▶ Work instruction: Extract the full listing verbatim and drop any pictures from your copy.
____________
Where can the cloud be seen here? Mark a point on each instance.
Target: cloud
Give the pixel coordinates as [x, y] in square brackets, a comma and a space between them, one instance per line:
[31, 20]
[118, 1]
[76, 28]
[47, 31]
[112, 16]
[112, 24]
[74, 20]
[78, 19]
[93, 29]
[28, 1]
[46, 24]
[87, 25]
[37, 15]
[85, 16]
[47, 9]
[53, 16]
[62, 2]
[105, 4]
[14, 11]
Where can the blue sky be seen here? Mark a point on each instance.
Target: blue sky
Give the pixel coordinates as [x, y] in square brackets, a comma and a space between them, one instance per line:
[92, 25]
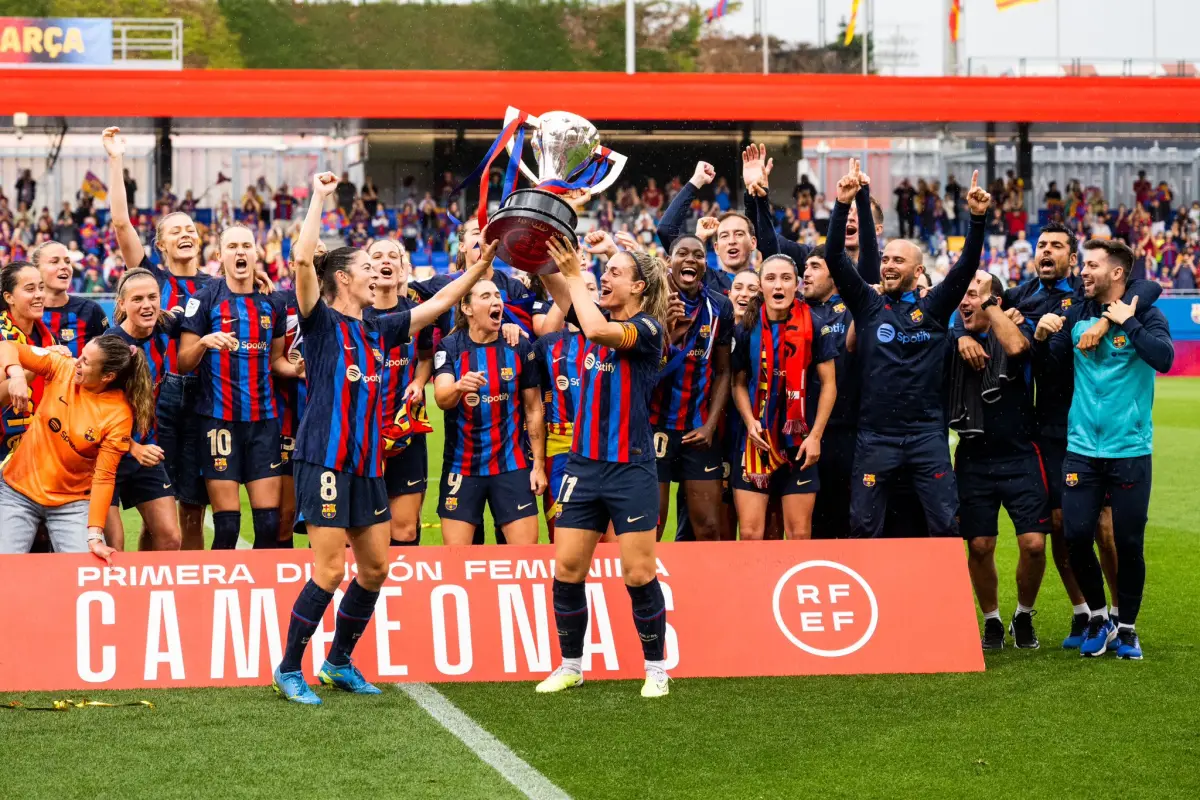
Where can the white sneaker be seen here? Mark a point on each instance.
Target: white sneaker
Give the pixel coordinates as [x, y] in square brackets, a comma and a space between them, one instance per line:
____________
▶ Exercise response:
Where can the cloud be seen here? Mark a point on each instance.
Target: cloud
Give the pixel coordinates as [x, y] in square brackets, a comma and a space between them, one instance per line:
[31, 20]
[118, 1]
[76, 28]
[47, 31]
[112, 16]
[112, 24]
[74, 20]
[78, 19]
[93, 29]
[28, 1]
[46, 24]
[87, 25]
[37, 15]
[85, 16]
[47, 9]
[53, 16]
[62, 2]
[105, 4]
[14, 11]
Where can the blue sky be seen here? Mark a point on each instance.
Target: blue sky
Give the pixel coordinates as [x, y] in square brackets, a comma and a space between them, one instance per line:
[92, 25]
Where can the white sneaker be seen here? Mark a point on each instance.
Target: white sneaker
Give the pixel coordinates as [x, y] in square brackets, a comma and a space between them, one instance per line:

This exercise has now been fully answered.